Stated goal. Begin at the top of the data below and stop after the line that has "567 338 611 439". Rewrite those lines, substituting "usability review" for "accessibility audit" and leaving the rest unchanged.

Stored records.
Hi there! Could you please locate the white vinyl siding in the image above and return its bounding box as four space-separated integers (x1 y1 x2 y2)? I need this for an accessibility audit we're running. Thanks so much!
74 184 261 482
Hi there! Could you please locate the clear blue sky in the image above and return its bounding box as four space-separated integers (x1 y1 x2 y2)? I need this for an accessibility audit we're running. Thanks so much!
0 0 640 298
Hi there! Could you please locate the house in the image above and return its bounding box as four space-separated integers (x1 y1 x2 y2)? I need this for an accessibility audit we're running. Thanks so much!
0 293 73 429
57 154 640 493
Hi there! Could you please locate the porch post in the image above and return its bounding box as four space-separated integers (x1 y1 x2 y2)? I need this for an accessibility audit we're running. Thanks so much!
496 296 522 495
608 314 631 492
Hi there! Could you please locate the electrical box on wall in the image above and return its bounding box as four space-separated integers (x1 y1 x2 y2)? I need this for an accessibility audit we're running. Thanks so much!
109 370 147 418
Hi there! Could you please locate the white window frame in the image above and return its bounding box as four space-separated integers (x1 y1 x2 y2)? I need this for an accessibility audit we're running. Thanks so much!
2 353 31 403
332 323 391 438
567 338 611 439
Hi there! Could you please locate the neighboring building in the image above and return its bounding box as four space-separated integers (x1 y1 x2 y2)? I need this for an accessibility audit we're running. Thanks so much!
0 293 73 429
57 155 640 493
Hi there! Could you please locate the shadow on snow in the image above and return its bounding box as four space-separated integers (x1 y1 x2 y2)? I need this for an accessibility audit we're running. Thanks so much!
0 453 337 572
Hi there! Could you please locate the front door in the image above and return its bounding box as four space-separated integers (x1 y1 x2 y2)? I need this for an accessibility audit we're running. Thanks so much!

Task output.
Hi there! Could you please locate the white vinyl siding in the image above and return its bounding box as four space-separated integers (x1 y1 x2 y2)? I need this for an usability review we're running. Thanks so much!
74 184 261 482
Hi there! Could you please locate the clear blue sky in the image above and return its bounding box as four space-separated integers (x1 y1 x2 y2)? I need this for an usability review we're running. Thanks so much!
0 0 640 298
Hi there! Could you please locate the house in the image above and return its bounding box as four space-separated integers (x1 y1 x2 y2)? I need this for an usability review we're running. Thanks so much!
0 293 73 429
57 154 640 493
Hi there! Could you please locate the porch post in the image above and return its bounding box as four space-separated integers (x1 y1 x2 y2)? I need this for an usability review we're running. Thanks so much!
496 296 522 495
608 314 631 492
Hi there! Could you please locate the electrical box on wall in the image above and return its bounding box as four space-separated integers (x1 y1 x2 y2)? I need this for an usability review we're running. Thanks so much!
109 370 147 418
Hi there! Could you please locate the white window frame in the image above and return its bounding box as four space-separated integers (x1 y1 x2 y2)? I need this for an usability review we're running. Thanks so much!
2 353 31 403
332 323 391 438
567 338 611 439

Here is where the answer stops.